Copy the rows below word for word, from the line containing "of the wrist" through the last line, both included.

— Begin —

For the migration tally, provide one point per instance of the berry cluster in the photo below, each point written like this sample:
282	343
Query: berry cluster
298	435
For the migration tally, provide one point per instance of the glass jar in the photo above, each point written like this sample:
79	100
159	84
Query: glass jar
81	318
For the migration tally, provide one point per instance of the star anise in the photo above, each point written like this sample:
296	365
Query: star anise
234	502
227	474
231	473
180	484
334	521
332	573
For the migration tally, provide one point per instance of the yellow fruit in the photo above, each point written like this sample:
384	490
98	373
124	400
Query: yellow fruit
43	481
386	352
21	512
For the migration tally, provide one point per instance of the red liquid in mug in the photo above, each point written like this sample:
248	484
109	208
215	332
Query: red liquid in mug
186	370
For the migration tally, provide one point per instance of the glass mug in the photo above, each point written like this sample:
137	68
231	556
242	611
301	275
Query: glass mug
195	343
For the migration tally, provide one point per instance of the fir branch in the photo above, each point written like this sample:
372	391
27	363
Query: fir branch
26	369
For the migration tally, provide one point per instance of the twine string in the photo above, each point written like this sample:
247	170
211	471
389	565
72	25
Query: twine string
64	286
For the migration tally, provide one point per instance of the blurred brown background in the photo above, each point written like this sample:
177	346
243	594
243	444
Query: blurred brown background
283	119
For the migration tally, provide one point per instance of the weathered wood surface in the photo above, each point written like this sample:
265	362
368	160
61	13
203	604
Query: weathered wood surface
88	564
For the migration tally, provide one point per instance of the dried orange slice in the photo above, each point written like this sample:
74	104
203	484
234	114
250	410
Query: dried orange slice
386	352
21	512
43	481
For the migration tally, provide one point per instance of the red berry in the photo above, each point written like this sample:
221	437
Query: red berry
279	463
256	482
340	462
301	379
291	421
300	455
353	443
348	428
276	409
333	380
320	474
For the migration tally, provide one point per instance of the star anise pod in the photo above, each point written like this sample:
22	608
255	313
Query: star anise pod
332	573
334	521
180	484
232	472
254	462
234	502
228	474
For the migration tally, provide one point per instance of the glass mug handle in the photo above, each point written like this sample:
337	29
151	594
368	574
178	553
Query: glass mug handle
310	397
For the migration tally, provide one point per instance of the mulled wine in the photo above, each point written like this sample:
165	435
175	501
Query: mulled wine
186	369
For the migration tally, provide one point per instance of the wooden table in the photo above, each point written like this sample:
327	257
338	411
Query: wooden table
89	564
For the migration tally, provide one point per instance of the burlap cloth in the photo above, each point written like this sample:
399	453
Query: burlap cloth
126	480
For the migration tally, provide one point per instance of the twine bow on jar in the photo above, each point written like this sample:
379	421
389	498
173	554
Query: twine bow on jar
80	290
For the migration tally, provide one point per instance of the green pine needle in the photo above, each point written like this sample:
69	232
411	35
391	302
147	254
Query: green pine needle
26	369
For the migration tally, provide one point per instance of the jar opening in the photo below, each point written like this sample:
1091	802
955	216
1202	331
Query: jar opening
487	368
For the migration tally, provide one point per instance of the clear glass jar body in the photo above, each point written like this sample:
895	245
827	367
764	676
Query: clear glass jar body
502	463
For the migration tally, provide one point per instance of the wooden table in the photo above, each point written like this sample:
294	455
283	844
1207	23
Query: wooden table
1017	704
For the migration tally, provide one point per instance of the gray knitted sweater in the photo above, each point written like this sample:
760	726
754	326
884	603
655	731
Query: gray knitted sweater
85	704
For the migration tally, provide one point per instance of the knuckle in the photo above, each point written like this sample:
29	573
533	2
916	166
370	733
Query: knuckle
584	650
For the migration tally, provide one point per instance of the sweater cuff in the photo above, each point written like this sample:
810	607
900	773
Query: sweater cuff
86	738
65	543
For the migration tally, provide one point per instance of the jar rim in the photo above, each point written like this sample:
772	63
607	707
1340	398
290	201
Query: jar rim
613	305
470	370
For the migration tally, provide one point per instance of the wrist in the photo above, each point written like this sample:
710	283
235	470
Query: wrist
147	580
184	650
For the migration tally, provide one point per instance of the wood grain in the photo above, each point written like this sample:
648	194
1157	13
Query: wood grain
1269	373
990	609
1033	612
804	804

— End —

■ **Written response**
For the migration tally, provide one point per instance of the wrist in the photo above, each point written like this sample:
710	283
235	470
Query: wrist
147	580
184	650
For the migration tally, provide one point per instance of the wood grain in the photo above, each point written like this sample:
648	194
1157	13
Query: wood grain
1269	373
990	609
1033	612
804	804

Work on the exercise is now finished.